:: DOCUMENT SEGMENT ::
# RIckets Point, Sunday March 4



## Guest (Mar 3, 2007)

Late notice I know, but last minute plans to postpone my trip to the prom this weekend means I'm heading out to Rickets early arvo (at a guess) to put the new Outback through it's paces. Got nothing better to do, come forth and join me  Trip report pending.


----------



## PoddyMullet (Aug 29, 2005)

Hiya Josh, good luck with making that Outback leap through rings of fire off Rickett's. I'm on the Spirit tonight so can't join in, but apparently some nice pinkies to 2 kilo are about there if ya believe the fishy rumour mill. Good to see Rickett's waking up again, even better to see ya back onwater again :wink:


----------



## Tim (Nov 11, 2005)

Sorry mate, no can do.
:::
:: DATA FOR THIS EXERCISE ::
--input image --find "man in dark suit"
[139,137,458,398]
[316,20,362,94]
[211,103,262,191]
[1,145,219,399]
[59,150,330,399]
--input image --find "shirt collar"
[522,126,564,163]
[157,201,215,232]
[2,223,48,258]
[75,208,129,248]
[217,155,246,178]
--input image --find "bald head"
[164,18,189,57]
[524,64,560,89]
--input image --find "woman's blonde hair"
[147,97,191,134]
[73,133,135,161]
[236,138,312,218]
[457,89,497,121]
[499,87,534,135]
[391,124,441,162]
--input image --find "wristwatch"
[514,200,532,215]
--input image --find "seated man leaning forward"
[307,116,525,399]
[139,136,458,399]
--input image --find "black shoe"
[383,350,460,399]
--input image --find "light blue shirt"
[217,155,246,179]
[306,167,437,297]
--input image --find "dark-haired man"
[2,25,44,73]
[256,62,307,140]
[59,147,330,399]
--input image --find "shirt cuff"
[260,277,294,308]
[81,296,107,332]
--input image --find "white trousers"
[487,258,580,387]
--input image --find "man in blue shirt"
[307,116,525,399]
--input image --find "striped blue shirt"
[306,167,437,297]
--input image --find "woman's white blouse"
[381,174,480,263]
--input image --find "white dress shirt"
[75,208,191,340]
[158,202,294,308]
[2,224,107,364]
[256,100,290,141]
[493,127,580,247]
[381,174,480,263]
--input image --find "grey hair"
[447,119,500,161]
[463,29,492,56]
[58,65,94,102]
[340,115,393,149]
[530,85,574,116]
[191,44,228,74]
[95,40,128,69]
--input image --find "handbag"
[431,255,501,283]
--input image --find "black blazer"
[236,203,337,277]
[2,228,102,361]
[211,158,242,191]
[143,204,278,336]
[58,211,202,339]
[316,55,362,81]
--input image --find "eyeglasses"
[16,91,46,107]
:::
#### REQUIRED TASKS:
A - Report each line of the records that contains the string "dark".
B - Continue the Rickets Point fishing thread from where it stops.
The records have no connection to the Rickets Point fishing thread.

#### PER-TASK OUTPUTS:
A -
--input image --find "man in dark suit"
--input image --find "dark-haired man"

B -
Good luck though, was talking to a bloke in the tackle shop yesterday who, on seeing my SP collection reckoned he's boated 10 snapper 1.5=>2kg a couple of days ago not far at Ricketts.

The SPs in question were 4" minnow Emerald Shimmer Berkley Power Baits on as light a jig head as you can get away with.


----------



## PhilipL (Apr 15, 2006)

Good luck there Josh - I'm hanging out for a fish but I have the kiddies this weekend.

Can't wait to see them Tassie pics there Pod.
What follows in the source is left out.